• Requisitos das tarefas:
1 > No trecho sobre ensino e conhecimento, o que constitui o conteúdo a ser ensinado?
2 > Por favor, transcreva do trecho sobre ensino e conhecimento a parte que começa em "Ensino, aprendizado, conhecimento" e termina em "vejo desta maneira.".
3 > Liste as coisas que, segundo o trecho sobre ensino e conhecimento, quem escreve deseja dizer como vê.

• Trecho do documento:
---*---
Ensino, aprendizado, conhecimento
Portanto, o próprio processo de aquisição de conhecimento enfatiza como não pode existir a neutralidade da educação, na medida em que nem o conhecimento pode ser neutro. Porém, podemos também nos perguntar “conhecimento a favor de quê, de quem?” Por exemplo, o que tem a ver conhecimento com ensino? Se a situação educativa tem sempre a ver com um certo objeto a ser conhecido, o mesmo constitui  o conteúdo a ser ensinado. Portanto, o conhecimento tem a ver com o ensino. Porém, eu gostaria não de convencê-los, mas dizer-lhes como vejo o ensino, o aprendizado e o conhecimento. E também porque eu os vejo desta maneira.
---*---
• Dados de detecção de objetos:
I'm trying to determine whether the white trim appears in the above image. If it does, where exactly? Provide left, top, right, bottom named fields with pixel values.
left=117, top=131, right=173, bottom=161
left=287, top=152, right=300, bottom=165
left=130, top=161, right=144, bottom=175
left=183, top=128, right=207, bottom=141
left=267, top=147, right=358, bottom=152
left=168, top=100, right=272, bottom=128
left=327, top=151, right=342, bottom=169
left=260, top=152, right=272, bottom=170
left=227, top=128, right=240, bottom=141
---*---
• Soluções dos problemas:
1 > O objeto a ser conhecido, com o qual a situação educativa sempre tem a ver.

2 >
Ensino, aprendizado, conhecimento
Portanto, o próprio processo de aquisição de conhecimento enfatiza como não pode existir a neutralidade da educação, na medida em que nem o conhecimento pode ser neutro. Porém, podemos também nos perguntar “conhecimento a favor de quê, de quem?” Por exemplo, o que tem a ver conhecimento com ensino? Se a situação educativa tem sempre a ver com um certo objeto a ser conhecido, o mesmo constitui  o conteúdo a ser ensinado. Portanto, o conhecimento tem a ver com o ensino. Porém, eu gostaria não de convencê-los, mas dizer-lhes como vejo o ensino, o aprendizado e o conhecimento. E também porque eu os vejo desta maneira.

3 > O ensino, o aprendizado e o conhecimento.